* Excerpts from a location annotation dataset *
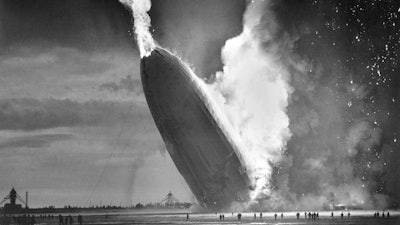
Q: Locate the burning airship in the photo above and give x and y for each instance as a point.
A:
(201, 149)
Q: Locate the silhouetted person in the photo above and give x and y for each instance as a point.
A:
(33, 221)
(60, 220)
(80, 220)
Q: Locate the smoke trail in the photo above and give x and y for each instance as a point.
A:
(142, 22)
(253, 92)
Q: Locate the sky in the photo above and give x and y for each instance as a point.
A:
(75, 128)
(74, 125)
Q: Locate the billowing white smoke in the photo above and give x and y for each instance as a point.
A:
(253, 92)
(142, 23)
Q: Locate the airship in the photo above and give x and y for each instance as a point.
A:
(203, 153)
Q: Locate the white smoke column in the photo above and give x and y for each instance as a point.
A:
(253, 92)
(142, 22)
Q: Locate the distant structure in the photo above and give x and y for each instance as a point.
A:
(12, 206)
(169, 201)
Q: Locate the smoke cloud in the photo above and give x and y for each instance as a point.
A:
(253, 91)
(311, 91)
(142, 24)
(316, 129)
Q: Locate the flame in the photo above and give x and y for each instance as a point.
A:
(142, 23)
(253, 90)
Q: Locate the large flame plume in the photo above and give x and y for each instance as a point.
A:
(142, 24)
(253, 92)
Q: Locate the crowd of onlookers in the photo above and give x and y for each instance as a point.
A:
(32, 219)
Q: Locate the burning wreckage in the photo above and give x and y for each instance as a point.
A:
(202, 151)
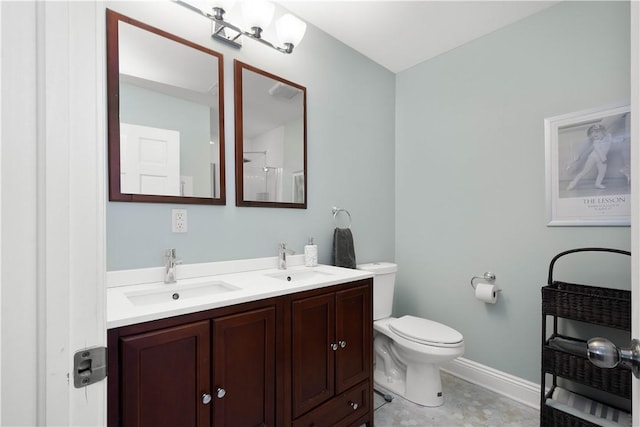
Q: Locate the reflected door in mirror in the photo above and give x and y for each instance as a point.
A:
(270, 140)
(166, 138)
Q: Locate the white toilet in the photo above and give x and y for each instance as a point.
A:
(408, 350)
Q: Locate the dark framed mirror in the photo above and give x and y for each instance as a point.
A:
(165, 116)
(271, 139)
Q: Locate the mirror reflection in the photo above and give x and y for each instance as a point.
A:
(270, 139)
(165, 116)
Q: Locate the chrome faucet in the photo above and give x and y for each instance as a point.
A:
(282, 256)
(170, 266)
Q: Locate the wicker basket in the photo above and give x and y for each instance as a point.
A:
(592, 304)
(554, 417)
(579, 369)
(600, 306)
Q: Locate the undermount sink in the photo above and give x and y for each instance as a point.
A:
(297, 276)
(179, 292)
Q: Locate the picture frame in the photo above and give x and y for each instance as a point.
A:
(588, 176)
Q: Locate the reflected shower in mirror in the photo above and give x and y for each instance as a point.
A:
(271, 143)
(166, 138)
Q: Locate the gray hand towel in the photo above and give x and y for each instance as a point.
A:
(344, 254)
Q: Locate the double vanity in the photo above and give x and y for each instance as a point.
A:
(240, 343)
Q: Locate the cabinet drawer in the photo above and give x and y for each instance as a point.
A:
(339, 411)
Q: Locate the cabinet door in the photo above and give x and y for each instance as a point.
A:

* Prompt *
Reproduce every item above word for word, leaving out the pictures.

* Answer for the task *
Q: Locate the burning airship in the photo above and give x and y for each instance as a point.
A:
(201, 149)
Q: Locate the silhouetted person in the photo above and give x and y for each instance as a point.
A:
(33, 221)
(60, 220)
(80, 220)
Q: Locate the smoke trail in the photo above and give x and y for each instance as a point.
A:
(142, 22)
(253, 92)
Q: Locate the sky in the photo above and give x and y for each instance as a point.
A:
(75, 128)
(74, 125)
Q: Locate the billowing white smoke in the photo above and give x and y for each instance as a point.
A:
(253, 92)
(142, 23)
Q: Locate the airship in the photo above and give x and y for each instance as a point.
A:
(203, 153)
Q: Locate the white smoke column in the photo above and give x and y for each instance as a point.
A:
(253, 92)
(142, 22)
Q: Locate the distant structure in the photo above and give x and y for each instance as a point.
A:
(12, 206)
(169, 201)
Q: Locate the smoke cloud in the photo above and give x and y for each instance as a point.
A:
(253, 91)
(311, 91)
(142, 24)
(316, 129)
Q: Locate the flame in the photo above and give x and y for each instance as a point.
A:
(142, 23)
(253, 90)
Q: Locate the large flame plume in the photo above and give x and y for each instance as a point.
A:
(142, 24)
(253, 92)
Q: Locate the crowd of onlookers in the photo above and give x and y for each instance as a point.
A:
(32, 219)
Q: Locate the burning wreckage in the photo above and give x and y for each instance as a point.
A:
(202, 151)
Q: Locate the reflected door in mirror in the photo above and give x and y for each instance as a point.
A:
(270, 140)
(166, 138)
Q: Locate the white toilet in the photo above and give x and y for each instance as a point.
A:
(408, 350)
Q: Locate the dark framed mirror in the photo above and give x and y for each instance as a point.
A:
(165, 116)
(271, 139)
Q: Locate the mirror reflection in the photo above and give x and y for each instance as a point.
A:
(270, 139)
(165, 116)
Q: Locate the chrome faucet in the photo above and give x and y for each instance as a point.
A:
(282, 256)
(170, 266)
Q: Locate the wicker basket in the photo above and give x and y for each instance as a point.
A:
(592, 304)
(554, 417)
(579, 369)
(600, 306)
Q: Locate the undermount sink in the photo above and give x and y for each instance as a point.
A:
(297, 276)
(179, 292)
Q: Locate the picture frame in the photo above and give x and y for each instance as a point.
A:
(588, 176)
Q: Locate the reflected shower in mirror in the photo above and give x and y for each instance as a point.
A:
(271, 143)
(166, 138)
Q: Locate the gray hand towel in the photo above and give x and y for each instance as a point.
A:
(344, 254)
Q: Locate the double vanity in the photo above and give x and y for each instance as a point.
A:
(240, 343)
Q: Locate the cabinet drawer in the photo above and give x and y for each instance as a point.
A:
(339, 411)
Q: Locate the cabinet door in the photo above and give x and y for each instance as a point.
A:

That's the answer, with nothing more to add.